## READING TEXT
Janpol Morales

Personal information
- Full name: Leroy Janpol Morales Napa
- Date of birth: 22 June 1998 (age 28)
- Place of birth: Calidonia, Panamá
- Height: 1.74 m (5 ft 9 in)
- Position: Winger

Team information
- Current team: Cobresal
- Number: 39

Youth career
- Orense
- 2015–2016: Macará
- 2016–2017: CD Bolívar

Senior career*
- Years: Team / Apps / (Gls)
- 2017–2019: Fuerza Amarilla / 3 / (0)
- 2017–2018: → Audaz Octubrino (loan) / 16 / (2)
- 2018–2019: → Olmedo (loan) / 7 / (0)
- 2020–2022: Cumbayá / 14 / (3)
- 2022–2025: Macará / 82 / (11)
- 2026: Comunicaciones / 23 / (2)
- 2026–: Cobresal / 1 / (1)

International career^{‡}
- 2025–: Panama / 4 / (0)

= Janpol Morales =

Panamanian footballer (born 1998)

Leroy Janpol Morales Napa (born 22 June 1998) is a Panamanian professional footballer who plays as winger for Liga de Primera club Cobresal and the Panama national team.

==Career==
Morales is a youth product of the Ecuadorian clubs Orense, Macará and CD Bolívar. He began his senior career with Fuerza Amarilla in 2017 in the Ecuadorian Serie A. He joined Audaz Octubrino on loan for the 2018 season, where he helped them win the Segunda Categoría de El Oro. The following season, he joined Olmedo on loan where he was assigned to their U20s. In January 2020 he moved to Cumbayá and in his debut season helped them win the 2021 Ecuadorian Serie B and earned promotion.

## SOURCE EXCERPT
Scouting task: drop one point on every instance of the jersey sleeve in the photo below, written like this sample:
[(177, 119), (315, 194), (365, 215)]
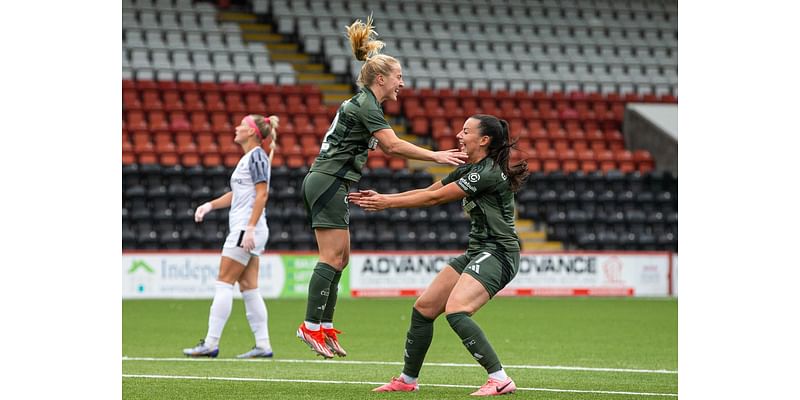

## WHAT TO DO
1) In the footballer profile, why do Morales's spells at Audaz Octubrino and Olmedo fall within his 2017–2019 years at Fuerza Amarilla? Explain in one to three sentences.
2) Please reproduce the part of the footballer profile between "- 2022–2025: Macará" and "Panama national team.", inclusive.

## FINAL ANSWERS
1) He played for both clubs on loan while he was still a Fuerza Amarilla player. He joined Audaz Octubrino on loan for the 2018 season, and the following season he joined Olmedo on loan.

2)
- 2022–2025: Macará / 82 / (11)
- 2026: Comunicaciones / 23 / (2)
- 2026–: Cobresal / 1 / (1)

International career^{‡}
- 2025–: Panama / 4 / (0)

= Janpol Morales =

Panamanian footballer (born 1998)

Leroy Janpol Morales Napa (born 22 June 1998) is a Panamanian professional footballer who plays as winger for Liga de Primera club Cobresal and the Panama national team.